根据文本段落回答下列问题:
(a) 发达国家拥有多少年对各类市场加以规制的经验?
(b) 规制走向多元主体和工具后,规制手段包括哪些?
(c) 治理"补习"热的各种监管手段有哪些明确的执行主体?

文本段落 →
========
发达国家拥有100多年对各类市场加以规制的经验,其市场规制的途径、方法一直在不断演化,由行政监管走向市场多元治理监管。在这个过程中,有两个主要的变化。第一,告别监管机构单一监管模式,提出监管成本收益概念。在20世纪70年代后期,经济开始进入“滞涨”阶段,整个社会开始告别二战后的乐观主义,对市场暴露出的问题设立相应的机构实施监管,但这种科层制监管体系带来的巨大监管成本和行政机构“自我赋权”和“预算最大化”的动机使得监管模式单一、效率低下,被证明是最昂贵的规制方式。⑤第二,规制走向多元主体和工具,规制手段包括法律、合同、信息、协会等。参与人除了监管者与被监管者,还包含很多非政府主体,如行业报告、行业组织、家长组织,这些方式的出现在于淡化国家与市场、公共与私人的区分,将二元关系转化为多元治理与沟通,这与公共服务和公共利益的概念更为契合。


在我国,动用行政手段对“补习”热进行降温后,中长期应该采用哪些政策工具进行治理?不同的方案都会包含信息、价格、门槛、运行等多种监管手段,这些手段也都会有明确的执行主体,如广告、工商、教育、督导等。但是,关于教育行业,特别是针对非公教育机构的治理,还需要一个内在逻辑一致的理论分析框架,将政府与市场、社会的关系加以明晰,秉承明确清晰的规制哲学和规制理念,将公众对教育多样性需求与公共教育的普遍标准之间的冲突进行调节,只有这样,才能在逻辑和技术上不断改进,而不是沿着不断强化行政监管的道路走下去,最终出现行政成本过高、手段单一的问题。⑥前者是市场行为主体对于规制框架的普遍诉求,对于准确定位中国特色社会主义政府与市场的关系至关重要;后者是教育、卫生等非公机构在提供公共服务时的诉求,它是非营利机构平衡机构使命与国家共同利益之间的关系的前提,有助于丰富社会服务类型,激活社会活力。
========
待研究数据 →
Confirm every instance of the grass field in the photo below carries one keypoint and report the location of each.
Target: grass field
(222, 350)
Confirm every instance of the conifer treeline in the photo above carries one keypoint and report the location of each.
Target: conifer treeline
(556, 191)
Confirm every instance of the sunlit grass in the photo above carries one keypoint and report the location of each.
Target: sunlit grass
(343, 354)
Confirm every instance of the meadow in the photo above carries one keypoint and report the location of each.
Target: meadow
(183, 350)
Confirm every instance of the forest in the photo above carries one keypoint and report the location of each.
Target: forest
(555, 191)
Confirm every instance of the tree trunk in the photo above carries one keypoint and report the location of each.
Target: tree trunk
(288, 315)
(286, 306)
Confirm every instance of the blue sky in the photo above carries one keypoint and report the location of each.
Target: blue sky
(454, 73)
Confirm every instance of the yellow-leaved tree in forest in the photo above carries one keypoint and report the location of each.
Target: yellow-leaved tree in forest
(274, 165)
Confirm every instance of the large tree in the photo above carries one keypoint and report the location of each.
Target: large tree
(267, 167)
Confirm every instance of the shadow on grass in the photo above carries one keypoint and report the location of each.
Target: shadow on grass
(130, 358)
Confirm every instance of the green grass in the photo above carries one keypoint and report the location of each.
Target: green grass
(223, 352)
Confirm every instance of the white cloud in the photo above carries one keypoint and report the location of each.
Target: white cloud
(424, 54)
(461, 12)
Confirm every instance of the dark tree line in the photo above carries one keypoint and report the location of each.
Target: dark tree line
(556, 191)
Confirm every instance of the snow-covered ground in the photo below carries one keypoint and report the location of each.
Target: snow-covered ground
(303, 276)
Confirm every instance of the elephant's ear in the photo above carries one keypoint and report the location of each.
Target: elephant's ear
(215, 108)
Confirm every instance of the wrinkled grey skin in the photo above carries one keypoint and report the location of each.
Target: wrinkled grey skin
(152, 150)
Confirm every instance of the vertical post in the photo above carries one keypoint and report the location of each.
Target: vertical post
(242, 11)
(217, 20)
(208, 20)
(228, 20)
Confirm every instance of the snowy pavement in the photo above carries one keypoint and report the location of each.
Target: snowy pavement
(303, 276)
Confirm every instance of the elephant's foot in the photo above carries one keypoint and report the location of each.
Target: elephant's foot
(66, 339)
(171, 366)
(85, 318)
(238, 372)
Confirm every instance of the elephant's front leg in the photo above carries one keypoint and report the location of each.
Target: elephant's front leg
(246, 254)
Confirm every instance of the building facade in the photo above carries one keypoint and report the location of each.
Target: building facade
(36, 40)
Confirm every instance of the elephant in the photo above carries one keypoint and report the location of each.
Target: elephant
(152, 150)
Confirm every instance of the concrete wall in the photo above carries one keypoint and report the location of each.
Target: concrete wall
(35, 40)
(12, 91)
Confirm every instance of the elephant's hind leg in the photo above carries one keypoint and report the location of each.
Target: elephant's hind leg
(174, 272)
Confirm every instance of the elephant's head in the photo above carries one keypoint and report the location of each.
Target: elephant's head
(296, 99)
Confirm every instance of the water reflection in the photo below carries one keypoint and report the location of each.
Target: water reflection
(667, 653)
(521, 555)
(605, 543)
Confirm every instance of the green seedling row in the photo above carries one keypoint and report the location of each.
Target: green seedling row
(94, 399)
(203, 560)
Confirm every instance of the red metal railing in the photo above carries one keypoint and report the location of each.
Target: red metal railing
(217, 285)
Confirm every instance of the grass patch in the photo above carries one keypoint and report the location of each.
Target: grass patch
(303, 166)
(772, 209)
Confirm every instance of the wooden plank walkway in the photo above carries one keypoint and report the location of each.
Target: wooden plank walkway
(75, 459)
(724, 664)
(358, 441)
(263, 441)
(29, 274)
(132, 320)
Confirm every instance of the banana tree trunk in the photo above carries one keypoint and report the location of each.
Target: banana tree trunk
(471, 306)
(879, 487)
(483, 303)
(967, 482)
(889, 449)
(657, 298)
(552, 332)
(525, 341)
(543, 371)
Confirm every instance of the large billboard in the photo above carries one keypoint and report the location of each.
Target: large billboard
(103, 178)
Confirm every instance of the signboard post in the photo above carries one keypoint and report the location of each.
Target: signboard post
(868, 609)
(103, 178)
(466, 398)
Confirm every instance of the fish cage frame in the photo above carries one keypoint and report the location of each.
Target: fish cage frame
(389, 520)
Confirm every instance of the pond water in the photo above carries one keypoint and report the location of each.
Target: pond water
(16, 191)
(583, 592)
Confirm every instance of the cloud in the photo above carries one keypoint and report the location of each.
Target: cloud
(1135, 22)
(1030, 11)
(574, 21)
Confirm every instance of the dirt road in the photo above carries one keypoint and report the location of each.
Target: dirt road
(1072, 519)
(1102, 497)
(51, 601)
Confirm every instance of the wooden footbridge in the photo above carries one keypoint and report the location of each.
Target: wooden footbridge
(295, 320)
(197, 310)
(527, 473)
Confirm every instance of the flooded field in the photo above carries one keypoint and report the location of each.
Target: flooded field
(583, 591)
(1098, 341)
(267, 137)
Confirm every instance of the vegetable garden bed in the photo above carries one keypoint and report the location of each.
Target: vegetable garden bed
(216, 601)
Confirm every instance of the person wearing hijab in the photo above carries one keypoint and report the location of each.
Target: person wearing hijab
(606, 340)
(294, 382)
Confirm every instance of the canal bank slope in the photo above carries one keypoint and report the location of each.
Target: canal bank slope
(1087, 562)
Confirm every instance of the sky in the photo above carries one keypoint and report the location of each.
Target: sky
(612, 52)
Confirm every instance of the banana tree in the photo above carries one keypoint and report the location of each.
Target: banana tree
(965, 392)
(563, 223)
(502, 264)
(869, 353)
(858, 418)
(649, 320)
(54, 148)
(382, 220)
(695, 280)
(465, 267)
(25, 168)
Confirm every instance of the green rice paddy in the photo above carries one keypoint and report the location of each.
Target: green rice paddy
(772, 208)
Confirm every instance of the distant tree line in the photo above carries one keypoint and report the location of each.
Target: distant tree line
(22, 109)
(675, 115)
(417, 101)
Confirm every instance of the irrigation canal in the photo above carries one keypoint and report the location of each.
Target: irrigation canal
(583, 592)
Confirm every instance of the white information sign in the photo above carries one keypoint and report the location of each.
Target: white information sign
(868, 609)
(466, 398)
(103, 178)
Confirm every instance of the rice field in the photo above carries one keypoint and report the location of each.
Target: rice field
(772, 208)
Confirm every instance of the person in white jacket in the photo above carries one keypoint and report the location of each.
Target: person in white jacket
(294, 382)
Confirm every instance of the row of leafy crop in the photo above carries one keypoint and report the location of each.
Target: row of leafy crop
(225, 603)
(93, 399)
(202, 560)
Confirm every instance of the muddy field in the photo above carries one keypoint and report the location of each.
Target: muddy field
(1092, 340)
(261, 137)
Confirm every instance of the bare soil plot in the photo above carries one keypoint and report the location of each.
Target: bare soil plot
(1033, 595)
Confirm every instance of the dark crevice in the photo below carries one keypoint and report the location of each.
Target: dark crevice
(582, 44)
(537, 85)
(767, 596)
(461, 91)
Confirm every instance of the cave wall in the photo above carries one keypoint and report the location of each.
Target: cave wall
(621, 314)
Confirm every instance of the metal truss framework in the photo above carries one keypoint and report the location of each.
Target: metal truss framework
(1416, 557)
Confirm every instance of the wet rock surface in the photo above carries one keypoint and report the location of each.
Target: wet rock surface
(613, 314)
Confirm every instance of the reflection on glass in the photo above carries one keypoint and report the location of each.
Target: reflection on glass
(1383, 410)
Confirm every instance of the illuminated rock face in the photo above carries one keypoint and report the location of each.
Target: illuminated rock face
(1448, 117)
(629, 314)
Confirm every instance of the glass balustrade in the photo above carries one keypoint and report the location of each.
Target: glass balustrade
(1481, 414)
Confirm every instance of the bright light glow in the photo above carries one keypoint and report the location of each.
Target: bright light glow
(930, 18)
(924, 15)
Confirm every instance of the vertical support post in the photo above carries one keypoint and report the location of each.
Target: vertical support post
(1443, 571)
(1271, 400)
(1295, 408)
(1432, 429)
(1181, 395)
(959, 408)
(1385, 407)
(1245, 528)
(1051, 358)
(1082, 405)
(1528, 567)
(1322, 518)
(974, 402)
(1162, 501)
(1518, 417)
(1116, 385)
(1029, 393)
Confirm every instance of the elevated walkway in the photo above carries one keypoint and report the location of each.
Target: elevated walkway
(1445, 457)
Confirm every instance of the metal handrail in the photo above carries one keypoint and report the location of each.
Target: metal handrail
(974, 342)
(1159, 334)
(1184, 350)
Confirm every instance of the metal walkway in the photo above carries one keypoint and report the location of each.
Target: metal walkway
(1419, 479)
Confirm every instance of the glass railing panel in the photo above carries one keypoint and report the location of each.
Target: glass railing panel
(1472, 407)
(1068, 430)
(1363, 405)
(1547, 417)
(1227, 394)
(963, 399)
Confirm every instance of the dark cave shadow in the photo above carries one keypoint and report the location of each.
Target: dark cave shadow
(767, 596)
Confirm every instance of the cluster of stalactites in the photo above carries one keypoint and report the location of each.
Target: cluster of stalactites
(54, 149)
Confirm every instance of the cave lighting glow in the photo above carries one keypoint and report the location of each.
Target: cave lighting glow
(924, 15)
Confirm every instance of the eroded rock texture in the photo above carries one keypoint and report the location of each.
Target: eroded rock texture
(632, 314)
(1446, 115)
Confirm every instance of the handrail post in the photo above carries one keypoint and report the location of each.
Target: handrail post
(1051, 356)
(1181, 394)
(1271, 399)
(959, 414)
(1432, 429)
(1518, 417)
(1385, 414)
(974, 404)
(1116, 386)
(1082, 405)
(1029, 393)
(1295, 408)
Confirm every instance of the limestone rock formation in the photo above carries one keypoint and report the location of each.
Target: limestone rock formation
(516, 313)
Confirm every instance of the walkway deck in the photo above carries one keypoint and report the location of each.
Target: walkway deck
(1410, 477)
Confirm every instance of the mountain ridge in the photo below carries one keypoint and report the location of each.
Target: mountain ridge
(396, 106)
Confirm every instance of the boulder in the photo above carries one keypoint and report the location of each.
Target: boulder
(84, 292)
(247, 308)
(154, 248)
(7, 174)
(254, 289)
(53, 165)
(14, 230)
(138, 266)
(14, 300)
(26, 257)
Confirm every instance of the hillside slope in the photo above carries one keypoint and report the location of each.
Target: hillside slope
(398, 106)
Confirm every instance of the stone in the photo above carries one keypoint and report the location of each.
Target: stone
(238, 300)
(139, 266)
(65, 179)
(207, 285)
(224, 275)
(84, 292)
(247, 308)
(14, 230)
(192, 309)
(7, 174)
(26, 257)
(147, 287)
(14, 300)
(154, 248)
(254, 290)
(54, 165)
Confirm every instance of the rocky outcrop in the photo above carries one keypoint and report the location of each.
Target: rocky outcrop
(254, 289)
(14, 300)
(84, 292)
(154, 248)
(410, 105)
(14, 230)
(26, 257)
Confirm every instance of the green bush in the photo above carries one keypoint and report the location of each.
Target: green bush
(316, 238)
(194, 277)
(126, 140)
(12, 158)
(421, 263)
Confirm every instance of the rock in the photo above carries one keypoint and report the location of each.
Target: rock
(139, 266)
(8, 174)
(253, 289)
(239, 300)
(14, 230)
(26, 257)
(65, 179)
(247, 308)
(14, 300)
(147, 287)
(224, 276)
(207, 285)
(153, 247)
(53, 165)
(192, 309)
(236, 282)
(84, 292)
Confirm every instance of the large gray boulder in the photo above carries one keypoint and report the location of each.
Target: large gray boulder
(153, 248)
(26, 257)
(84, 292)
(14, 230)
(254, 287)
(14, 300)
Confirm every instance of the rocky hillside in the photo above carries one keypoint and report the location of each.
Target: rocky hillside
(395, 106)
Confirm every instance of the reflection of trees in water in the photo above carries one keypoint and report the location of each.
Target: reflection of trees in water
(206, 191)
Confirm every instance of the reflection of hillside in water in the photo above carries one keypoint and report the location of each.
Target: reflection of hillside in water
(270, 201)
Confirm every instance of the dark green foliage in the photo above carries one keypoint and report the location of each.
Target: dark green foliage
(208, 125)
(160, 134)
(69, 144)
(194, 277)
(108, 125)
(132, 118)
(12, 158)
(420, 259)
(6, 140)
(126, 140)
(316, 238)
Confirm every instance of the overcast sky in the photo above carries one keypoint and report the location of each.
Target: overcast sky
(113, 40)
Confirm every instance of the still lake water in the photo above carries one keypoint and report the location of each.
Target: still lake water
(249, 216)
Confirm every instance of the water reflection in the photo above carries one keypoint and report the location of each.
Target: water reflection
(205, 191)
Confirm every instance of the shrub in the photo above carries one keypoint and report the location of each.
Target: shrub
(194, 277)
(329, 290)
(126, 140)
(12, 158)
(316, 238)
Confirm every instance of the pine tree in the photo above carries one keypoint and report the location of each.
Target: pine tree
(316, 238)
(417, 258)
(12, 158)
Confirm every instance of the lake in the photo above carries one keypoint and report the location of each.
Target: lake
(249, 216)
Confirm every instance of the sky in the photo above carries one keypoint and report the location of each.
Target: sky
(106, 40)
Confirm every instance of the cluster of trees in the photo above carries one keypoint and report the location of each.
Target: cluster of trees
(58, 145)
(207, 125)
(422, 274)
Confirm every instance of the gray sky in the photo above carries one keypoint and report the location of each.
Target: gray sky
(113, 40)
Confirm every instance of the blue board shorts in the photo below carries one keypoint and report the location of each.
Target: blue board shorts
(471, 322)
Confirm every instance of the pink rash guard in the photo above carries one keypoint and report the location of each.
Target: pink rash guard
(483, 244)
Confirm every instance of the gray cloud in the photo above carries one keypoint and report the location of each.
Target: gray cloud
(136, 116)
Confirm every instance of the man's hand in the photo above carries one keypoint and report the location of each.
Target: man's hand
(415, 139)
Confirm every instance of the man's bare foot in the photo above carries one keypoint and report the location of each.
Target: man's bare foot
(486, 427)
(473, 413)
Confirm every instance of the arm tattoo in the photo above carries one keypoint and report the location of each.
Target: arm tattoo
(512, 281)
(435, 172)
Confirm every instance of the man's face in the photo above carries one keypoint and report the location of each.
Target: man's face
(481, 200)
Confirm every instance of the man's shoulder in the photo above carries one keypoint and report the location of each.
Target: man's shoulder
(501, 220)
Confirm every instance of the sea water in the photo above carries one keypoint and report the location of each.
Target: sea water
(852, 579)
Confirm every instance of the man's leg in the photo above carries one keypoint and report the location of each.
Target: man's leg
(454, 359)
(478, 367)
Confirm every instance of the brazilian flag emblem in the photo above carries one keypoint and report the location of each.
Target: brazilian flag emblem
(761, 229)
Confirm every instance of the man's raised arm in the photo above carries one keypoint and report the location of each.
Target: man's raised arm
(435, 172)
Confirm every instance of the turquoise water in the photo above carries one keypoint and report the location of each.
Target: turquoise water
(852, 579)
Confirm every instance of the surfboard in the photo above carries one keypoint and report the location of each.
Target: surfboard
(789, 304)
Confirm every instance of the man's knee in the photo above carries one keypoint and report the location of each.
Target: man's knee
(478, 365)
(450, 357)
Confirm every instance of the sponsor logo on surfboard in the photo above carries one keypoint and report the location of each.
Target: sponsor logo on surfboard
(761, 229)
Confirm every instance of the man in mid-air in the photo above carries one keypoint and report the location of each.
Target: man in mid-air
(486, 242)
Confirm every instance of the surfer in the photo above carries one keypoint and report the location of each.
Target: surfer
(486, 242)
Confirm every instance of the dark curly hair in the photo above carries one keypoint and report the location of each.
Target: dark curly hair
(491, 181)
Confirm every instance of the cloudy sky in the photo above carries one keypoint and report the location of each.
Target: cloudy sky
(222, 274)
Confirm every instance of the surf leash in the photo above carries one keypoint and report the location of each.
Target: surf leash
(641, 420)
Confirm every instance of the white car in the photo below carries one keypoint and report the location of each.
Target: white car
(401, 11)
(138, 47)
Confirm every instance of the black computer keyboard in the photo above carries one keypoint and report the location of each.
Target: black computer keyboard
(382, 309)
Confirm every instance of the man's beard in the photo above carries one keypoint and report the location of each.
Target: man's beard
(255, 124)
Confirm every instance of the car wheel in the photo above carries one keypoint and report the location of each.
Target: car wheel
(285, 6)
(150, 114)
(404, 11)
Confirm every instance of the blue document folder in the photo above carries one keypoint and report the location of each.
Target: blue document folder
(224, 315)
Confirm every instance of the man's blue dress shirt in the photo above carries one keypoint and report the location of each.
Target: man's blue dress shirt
========
参考答案 →
(a) 100多年。
(b) 法律、合同、信息、协会等。
(c) 广告、工商、教育、督导等。